*** Provided data Section Begins ***

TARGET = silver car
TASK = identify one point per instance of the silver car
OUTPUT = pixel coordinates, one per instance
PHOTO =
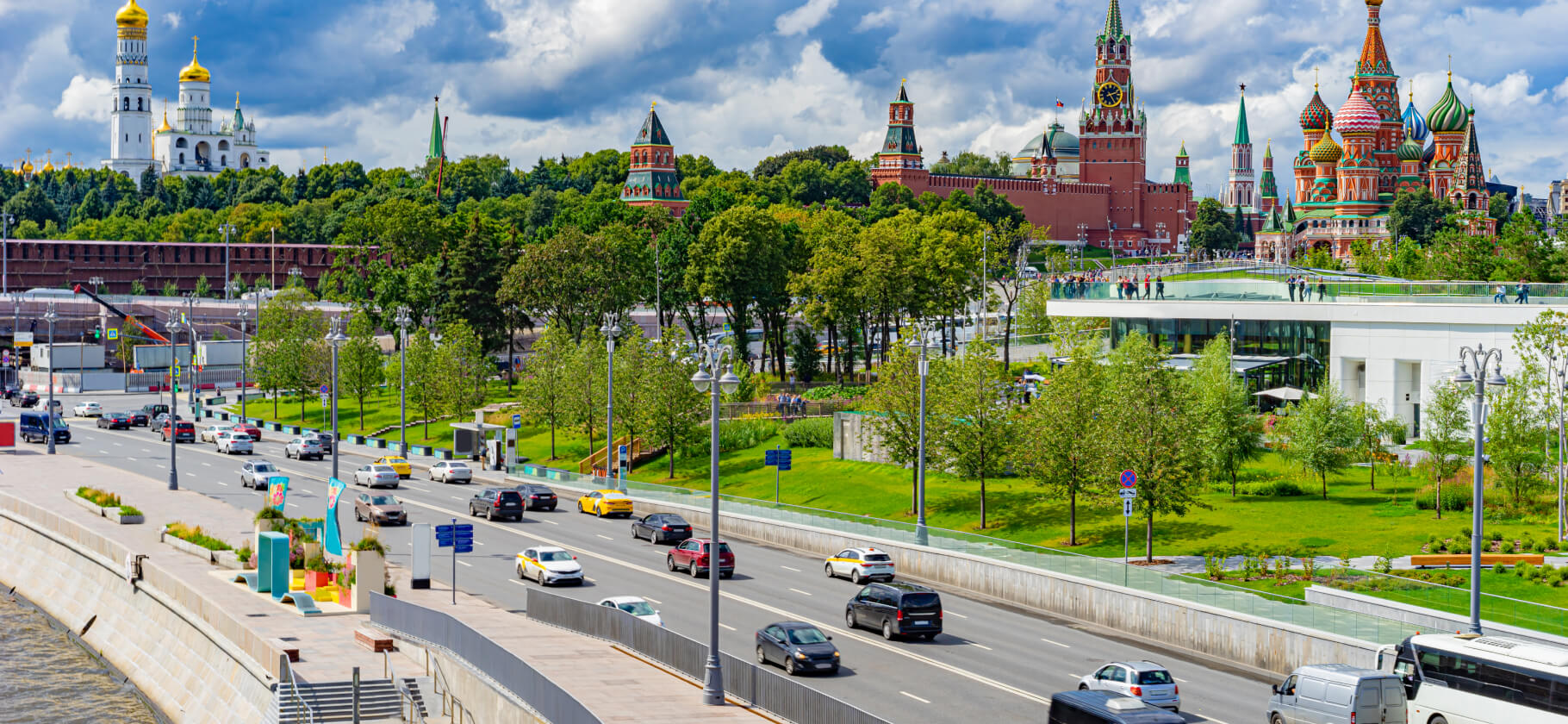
(1145, 681)
(375, 475)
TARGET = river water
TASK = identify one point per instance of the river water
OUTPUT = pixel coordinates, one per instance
(44, 677)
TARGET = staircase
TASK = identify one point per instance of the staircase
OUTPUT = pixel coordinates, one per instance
(334, 701)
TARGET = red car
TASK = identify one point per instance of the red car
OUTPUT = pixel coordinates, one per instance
(692, 557)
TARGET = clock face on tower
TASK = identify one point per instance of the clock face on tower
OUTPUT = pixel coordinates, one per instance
(1109, 95)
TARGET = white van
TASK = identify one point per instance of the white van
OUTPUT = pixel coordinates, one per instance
(1338, 695)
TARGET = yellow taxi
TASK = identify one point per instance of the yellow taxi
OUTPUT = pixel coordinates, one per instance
(395, 463)
(606, 503)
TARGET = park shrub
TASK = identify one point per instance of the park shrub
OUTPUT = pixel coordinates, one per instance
(811, 433)
(195, 534)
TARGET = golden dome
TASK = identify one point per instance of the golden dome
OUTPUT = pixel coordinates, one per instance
(195, 72)
(130, 16)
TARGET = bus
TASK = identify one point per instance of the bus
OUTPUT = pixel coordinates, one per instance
(1462, 679)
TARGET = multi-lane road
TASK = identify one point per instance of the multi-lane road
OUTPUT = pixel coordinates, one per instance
(1004, 660)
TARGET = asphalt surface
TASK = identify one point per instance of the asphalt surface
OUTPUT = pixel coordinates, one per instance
(1005, 660)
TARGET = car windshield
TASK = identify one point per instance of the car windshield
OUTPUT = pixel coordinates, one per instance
(806, 637)
(637, 609)
(1160, 676)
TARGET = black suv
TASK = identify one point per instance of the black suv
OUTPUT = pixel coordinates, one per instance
(496, 502)
(897, 609)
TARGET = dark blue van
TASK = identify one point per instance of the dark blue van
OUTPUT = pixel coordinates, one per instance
(1106, 707)
(34, 427)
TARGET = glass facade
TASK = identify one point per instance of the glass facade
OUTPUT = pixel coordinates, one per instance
(1304, 344)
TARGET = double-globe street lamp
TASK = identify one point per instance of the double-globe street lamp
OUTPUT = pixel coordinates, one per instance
(714, 375)
(1489, 371)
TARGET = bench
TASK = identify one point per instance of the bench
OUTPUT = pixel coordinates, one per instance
(1485, 560)
(375, 641)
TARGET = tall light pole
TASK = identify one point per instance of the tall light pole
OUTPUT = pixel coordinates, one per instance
(610, 329)
(403, 321)
(53, 356)
(227, 279)
(174, 362)
(714, 375)
(336, 339)
(1484, 359)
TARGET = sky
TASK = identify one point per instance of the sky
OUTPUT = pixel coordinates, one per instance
(739, 80)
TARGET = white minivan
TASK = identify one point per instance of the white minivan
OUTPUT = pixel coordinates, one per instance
(1338, 695)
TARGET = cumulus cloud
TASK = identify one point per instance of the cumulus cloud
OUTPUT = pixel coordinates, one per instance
(85, 99)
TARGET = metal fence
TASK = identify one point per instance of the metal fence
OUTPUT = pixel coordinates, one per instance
(501, 665)
(744, 679)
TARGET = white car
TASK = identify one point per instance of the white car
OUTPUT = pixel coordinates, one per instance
(549, 566)
(233, 442)
(452, 472)
(634, 605)
(860, 565)
(210, 434)
(88, 409)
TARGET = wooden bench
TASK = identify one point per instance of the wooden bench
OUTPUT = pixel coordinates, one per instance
(1485, 560)
(374, 641)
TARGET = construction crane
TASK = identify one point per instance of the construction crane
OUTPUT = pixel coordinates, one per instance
(122, 315)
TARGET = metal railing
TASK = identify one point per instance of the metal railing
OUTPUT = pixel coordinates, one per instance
(745, 681)
(513, 674)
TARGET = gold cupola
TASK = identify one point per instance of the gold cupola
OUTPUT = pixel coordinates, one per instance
(195, 72)
(130, 16)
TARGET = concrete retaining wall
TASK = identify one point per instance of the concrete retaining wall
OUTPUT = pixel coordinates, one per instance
(1421, 618)
(151, 632)
(1254, 643)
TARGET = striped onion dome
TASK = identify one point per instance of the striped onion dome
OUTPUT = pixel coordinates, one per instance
(1357, 116)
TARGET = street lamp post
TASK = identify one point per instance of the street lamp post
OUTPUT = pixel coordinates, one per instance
(610, 329)
(1484, 359)
(711, 365)
(403, 321)
(336, 339)
(51, 317)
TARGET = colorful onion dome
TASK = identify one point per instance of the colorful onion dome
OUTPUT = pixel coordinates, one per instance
(1410, 151)
(1415, 126)
(1327, 151)
(1447, 115)
(1357, 116)
(1316, 115)
(130, 16)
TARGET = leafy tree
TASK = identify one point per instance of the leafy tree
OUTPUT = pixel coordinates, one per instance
(1228, 430)
(1148, 430)
(975, 422)
(361, 365)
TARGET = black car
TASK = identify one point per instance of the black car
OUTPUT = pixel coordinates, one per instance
(662, 527)
(496, 502)
(537, 497)
(897, 609)
(799, 647)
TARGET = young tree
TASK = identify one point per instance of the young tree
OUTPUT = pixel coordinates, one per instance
(1148, 422)
(1062, 444)
(1319, 433)
(975, 422)
(1446, 434)
(359, 364)
(1228, 430)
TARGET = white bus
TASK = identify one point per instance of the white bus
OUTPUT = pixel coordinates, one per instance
(1480, 681)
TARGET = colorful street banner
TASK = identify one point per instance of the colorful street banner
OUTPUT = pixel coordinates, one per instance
(334, 543)
(277, 491)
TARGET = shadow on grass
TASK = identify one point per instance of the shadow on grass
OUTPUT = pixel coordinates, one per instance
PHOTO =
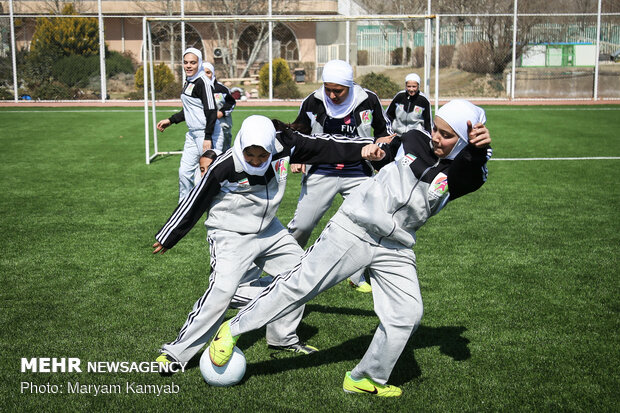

*** Provided data Section Ends ***

Work out how many lines of the material above contain the word "road", then give only that figure.

2